Reading passage.
———

BHT18 v Minister for Immigration, Citizenship, Migrant Services and Multicultural Affairs (No 2)
[2021] FCCA 1031
•13 MAY 2021
FEDERAL CIRCUIT COURT OF AUSTRALIA
BHT18 v Minister for Immigration, Citizenship, Migrant Services and Multicultural Affairs (No 2) [2021] FCCA 1031
File number(s): SYG 2910 of 2018 Judgment of: JUDGE DRIVER Date of judgment: 13 May 2021 Catchwords: MIGRATION – Application in a Case for summary dismissal – previous protection visa application refused – applicants purporting to make a fresh application without the consent of the Minister, which was rejected – no prospect of judicial review application succeeding. Legislation: Federal Circuit Court Rules 2001 (Cth) r 13.10(a)
Migration Act 1958 (Cth) ss 48A, 48B
Cases cited: BHT18 & Ors v Minister for Home Affairs [2018] FCCA 2056
BVJ16 v Minister for Immigration and Border Protection [2017] FCA 1205
SZMOX v Minister for Immigration and Border Protection [2018] FCAFC 121.
SZSGC v Minister for Immigration and Border Protection [2017] FCCA 1083
Number of paragraphs: 7 Date of hearing: 13 May 2021 Place: Sydney Counsel for the Applicants: The First and Fifth Applicants appeared in person Solicitor for the Respondent: Mr H Gao of Australian Government Solicitor INTERLOCUTORY ORDERS
SYG 2910 of 2018 BETWEEN: BHT18
First Applicant
BHV18
Second Applicant
BHU18 (and others named in the Schedule)

———

Goals.
1. Decide whether each statement agrees with the court judgment, answering yes or no and quoting the deciding words: (a) the hearing was held in Melbourne; (b) Judge Driver delivered the judgment; (c) a solicitor from the Australian Government Solicitor acted for the respondent.
2. Carry on the court judgment from the point where it stops.
The listing after this sentence has no connection to the court judgment.

Data lines.
———

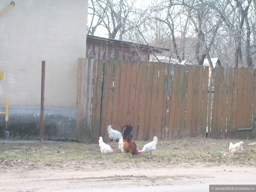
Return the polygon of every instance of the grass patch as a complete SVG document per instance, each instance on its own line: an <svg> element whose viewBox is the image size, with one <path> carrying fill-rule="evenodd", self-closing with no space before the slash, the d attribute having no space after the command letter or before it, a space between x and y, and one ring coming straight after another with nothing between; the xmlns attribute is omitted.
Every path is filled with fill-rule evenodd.
<svg viewBox="0 0 256 192"><path fill-rule="evenodd" d="M38 164L58 166L70 165L79 166L85 164L95 166L102 162L120 164L122 166L129 163L138 166L149 163L152 166L165 163L178 165L181 163L256 165L256 146L249 148L245 145L243 154L232 157L227 144L229 142L227 140L205 138L159 141L156 151L152 154L133 155L133 158L129 154L121 153L118 149L118 143L113 142L108 144L115 151L115 154L109 154L105 158L97 144L53 141L44 141L41 144L1 143L0 168L1 165L2 167L31 163L34 166ZM147 143L135 142L139 148L142 148Z"/></svg>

———

Answer set.
1.
(a) No: "Place: Sydney"
(b) Yes: "Judgment of: JUDGE DRIVER"
(c) Yes: "Solicitor for the Respondent: Mr H Gao of Australian Government Solicitor"

2.
Third Applicant
AND: MINISTER FOR IMMIGRATION, CITIZENSHIP, MIGRANT SERVICES AND MULTICULTURAL AFFAIRS
Respondent
ORDER MADE BY:
JUDGE DRIVER
DATE OF ORDER:
13 MAY 2021
THE COURT ORDERS THAT:
1.The name of the respondent be amended to “Minister for Immigration, Citizenship, Migrant Services and Multicultural Affairs”.
2.Pursuant to rule 13.10(a) of the Federal Circuit Court Rules 2001 (Cth) the applicants’ application, filed on 16 October 2018, is dismissed.
3.The first and fifth applicants pay the respondent’s costs and disbursements of and incidental to the application, fixed in the sum of $3,337.
REASONS FOR JUDGMENT
(revised from transcript)JUDGE DRIVER
I have before me an Application in a Case filed on 22 December 2020 on behalf of the Minister. By that application, the Minister seeks the summary dismissal of a judicial review application, filed on 16 October 2018. The Application in a Case is supported by a short affidavit made by the Minister’s solicitor on 18 December 2020. I received that affidavit as a submission. I have before me as evidence the book of relevant documents filed on 29 November 2018. The Minister’s solicitor made helpful oral submissions this afternoon.
The first and fifth applicants on the judicial review application, being the applicant father and the applicant mother, attended today’s hearing by telephone with the assistance of a Mandarin interpreter. Having heard the Minister’s submissions, they did not wish to make any submissions of their own, although they did ask several questions which I answered. In my view, it is pellucidly clear that the judicial review application is doomed to fail.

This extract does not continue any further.